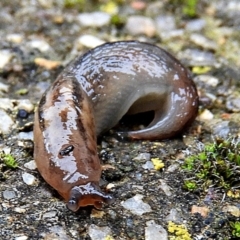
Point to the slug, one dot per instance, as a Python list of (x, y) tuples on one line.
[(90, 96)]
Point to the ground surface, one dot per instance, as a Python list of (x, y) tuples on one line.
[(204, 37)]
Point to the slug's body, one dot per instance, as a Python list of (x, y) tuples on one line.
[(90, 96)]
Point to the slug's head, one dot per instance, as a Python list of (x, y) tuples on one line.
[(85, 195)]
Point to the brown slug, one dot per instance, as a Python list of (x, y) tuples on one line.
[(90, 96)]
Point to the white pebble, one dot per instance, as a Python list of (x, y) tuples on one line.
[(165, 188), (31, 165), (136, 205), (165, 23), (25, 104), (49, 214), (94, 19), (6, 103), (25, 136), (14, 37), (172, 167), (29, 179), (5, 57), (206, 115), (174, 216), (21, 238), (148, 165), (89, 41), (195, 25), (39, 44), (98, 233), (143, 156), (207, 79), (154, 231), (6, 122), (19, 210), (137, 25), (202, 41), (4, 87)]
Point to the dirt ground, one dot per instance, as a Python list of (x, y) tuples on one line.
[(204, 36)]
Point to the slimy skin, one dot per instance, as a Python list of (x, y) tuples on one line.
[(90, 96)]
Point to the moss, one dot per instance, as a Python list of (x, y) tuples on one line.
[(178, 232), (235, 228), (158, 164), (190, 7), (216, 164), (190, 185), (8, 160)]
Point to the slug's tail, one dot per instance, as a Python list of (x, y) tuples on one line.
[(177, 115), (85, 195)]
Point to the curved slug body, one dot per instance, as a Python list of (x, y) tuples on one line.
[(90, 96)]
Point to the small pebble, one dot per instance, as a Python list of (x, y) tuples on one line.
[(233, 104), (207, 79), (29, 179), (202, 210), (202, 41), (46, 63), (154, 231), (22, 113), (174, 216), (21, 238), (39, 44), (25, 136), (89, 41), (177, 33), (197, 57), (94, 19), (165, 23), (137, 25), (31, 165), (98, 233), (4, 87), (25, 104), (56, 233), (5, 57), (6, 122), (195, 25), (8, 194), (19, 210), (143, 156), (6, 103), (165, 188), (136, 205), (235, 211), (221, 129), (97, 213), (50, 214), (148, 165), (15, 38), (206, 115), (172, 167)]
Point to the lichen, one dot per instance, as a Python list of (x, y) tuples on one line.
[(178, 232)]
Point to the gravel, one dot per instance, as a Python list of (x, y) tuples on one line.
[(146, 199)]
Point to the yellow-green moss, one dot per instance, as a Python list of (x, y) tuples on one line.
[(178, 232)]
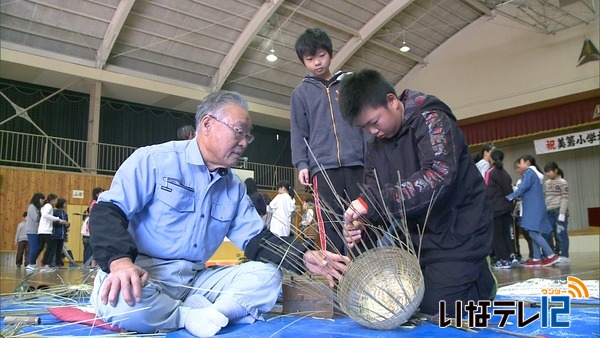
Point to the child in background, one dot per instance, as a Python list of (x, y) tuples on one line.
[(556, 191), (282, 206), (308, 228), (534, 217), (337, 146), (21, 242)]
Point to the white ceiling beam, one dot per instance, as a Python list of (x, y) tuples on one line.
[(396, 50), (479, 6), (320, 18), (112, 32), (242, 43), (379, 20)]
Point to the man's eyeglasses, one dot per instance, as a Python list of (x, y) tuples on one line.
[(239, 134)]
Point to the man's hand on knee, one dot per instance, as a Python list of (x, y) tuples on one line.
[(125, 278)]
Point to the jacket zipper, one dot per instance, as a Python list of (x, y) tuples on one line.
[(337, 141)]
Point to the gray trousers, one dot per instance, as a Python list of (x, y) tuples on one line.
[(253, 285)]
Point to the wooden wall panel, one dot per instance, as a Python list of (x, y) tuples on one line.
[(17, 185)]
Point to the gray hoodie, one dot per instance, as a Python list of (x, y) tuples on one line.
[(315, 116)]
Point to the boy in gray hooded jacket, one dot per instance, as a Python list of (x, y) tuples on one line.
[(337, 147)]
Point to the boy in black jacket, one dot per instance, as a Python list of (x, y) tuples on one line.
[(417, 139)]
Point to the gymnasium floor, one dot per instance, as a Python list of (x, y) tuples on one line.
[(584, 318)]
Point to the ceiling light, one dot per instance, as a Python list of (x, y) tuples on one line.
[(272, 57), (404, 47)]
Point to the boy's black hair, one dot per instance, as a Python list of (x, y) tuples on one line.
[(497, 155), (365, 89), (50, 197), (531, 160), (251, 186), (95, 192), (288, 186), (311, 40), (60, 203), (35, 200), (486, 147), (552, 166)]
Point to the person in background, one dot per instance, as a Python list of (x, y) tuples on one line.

_BRIEF_. Copy the records above exactly, omitting every picture.

_SOLUTION TO THIS EXERCISE_.
Point to the slug, one dot per instance, as a Python list of (x, y) tuples on one line.
[(90, 96)]
Point to the ground surface, one dot per instance, as a Python list of (x, y) tuples on one line.
[(204, 37)]
Point to the slug's body, one dot per instance, as a Python list of (x, y) tuples on one line.
[(90, 96)]
Point to the slug's head, one dot per instance, as a Python list of (x, y) tuples on one line.
[(85, 195)]
Point to the brown slug, one dot per instance, as a Python list of (x, y) tuples on one line.
[(90, 96)]
Point to the white pebble, one dot per instance, as a Python list of (x, y) tuples on one line.
[(165, 188), (31, 165), (136, 205), (165, 23), (25, 104), (49, 214), (94, 19), (6, 103), (25, 136), (14, 37), (172, 167), (29, 179), (5, 57), (206, 115), (174, 216), (21, 238), (148, 165), (89, 41), (195, 25), (39, 44), (98, 233), (143, 156), (207, 79), (154, 231), (6, 122), (19, 210), (137, 25), (202, 41), (4, 87)]
Point to the dirt ground, one dot per instance, as a Python list of (x, y) tuples on one line.
[(204, 36)]
Point to the slimy skin, one dot per instance, as a Python list of (x, y) tuples on one line.
[(90, 96)]
Point to the moss, one dot per instance, as a Python list of (x, y) tuples on one line.
[(178, 232), (235, 228), (158, 164), (190, 7), (216, 164), (190, 185), (8, 160)]
Point to the slug's tail, one dot per instance, as a Python list of (x, y) tuples on one line.
[(177, 115), (85, 195)]
Point to the curved slug body, one dot per instance, as a Python list of (x, y) tuples on one line.
[(90, 96)]
Point to the small pebble, one dot per instance, as a Python list of (x, y) tuples on one line.
[(233, 104), (207, 79), (29, 179), (202, 210), (202, 41), (46, 63), (154, 231), (22, 113), (174, 216), (21, 238), (39, 44), (25, 136), (89, 41), (177, 33), (197, 57), (94, 19), (165, 23), (137, 25), (31, 165), (98, 233), (4, 87), (25, 104), (56, 233), (5, 57), (6, 122), (195, 25), (8, 194), (19, 210), (143, 156), (6, 103), (165, 188), (136, 205), (235, 211), (221, 129), (97, 213), (50, 214), (148, 165), (15, 38), (206, 115), (172, 167)]
Point to the lichen, one dot per instance, as a Python list of (x, y) tuples on one line.
[(178, 232)]
Point to the gravel, one dot per instance, as a Python list of (x, y) tuples on one line.
[(146, 199)]
Point to the yellow-green moss, one dot per instance, as a Python list of (x, y) tuples on one line.
[(178, 232)]
Point to the child in background, one dot per instance, as a Python list of (x, y) tuples on one line.
[(556, 191), (282, 206), (308, 228), (534, 217), (337, 146), (21, 242)]
Point to the white ceiling beam, one dot per instance, as a Python list of (x, y) tuples on one line.
[(396, 50), (479, 6), (320, 18), (112, 32), (242, 43), (379, 20)]
Point to the man's eyeglasses, one dot per instance, as a Python list of (x, y) tuples on one line.
[(239, 134)]
Point to the man's hand on knee, one dot per instance, as a Python list of (x, y) tuples on one line.
[(125, 278)]
Point to the jacket zipper, one dot per instance, as a Python list of (x, y) tuples on one line.
[(337, 141)]
Point to the gray trousers, one dot per instance, as a Python list of (x, y) tuples on one line.
[(253, 285)]
Point to the wooden wall panel, one dot per instance, as a Python list of (x, y) tuples on one line.
[(17, 185)]
Point to the gray hoodie, one dot per instance, as a Python list of (x, y) tuples on one line.
[(315, 116)]
Point to the boy in gray hooded jacket, one dot per instance, as a Python list of (x, y) tuples on one line.
[(337, 147)]
Point to the boy in black jacket, one dot per instance, as a Python list of (x, y) tuples on one line.
[(417, 139)]
Point to the gymnasium floor, one dot per instance, as a Python list of (x, y) tuples on one line.
[(584, 318)]
Point to the ceiling light, one dot per instance, as a Python list of (x, y) tuples on one line.
[(272, 57), (404, 47)]
Point to the boy's black hair, one dot per instance, as a Python list of (x, y) tuples on one line.
[(497, 155), (365, 89), (50, 197), (531, 160), (251, 186), (95, 192), (288, 186), (311, 40), (60, 203), (35, 200), (486, 147), (552, 166)]
Point to the person in background, one dot per instance, as a Python list of (x, y) tuples on one line.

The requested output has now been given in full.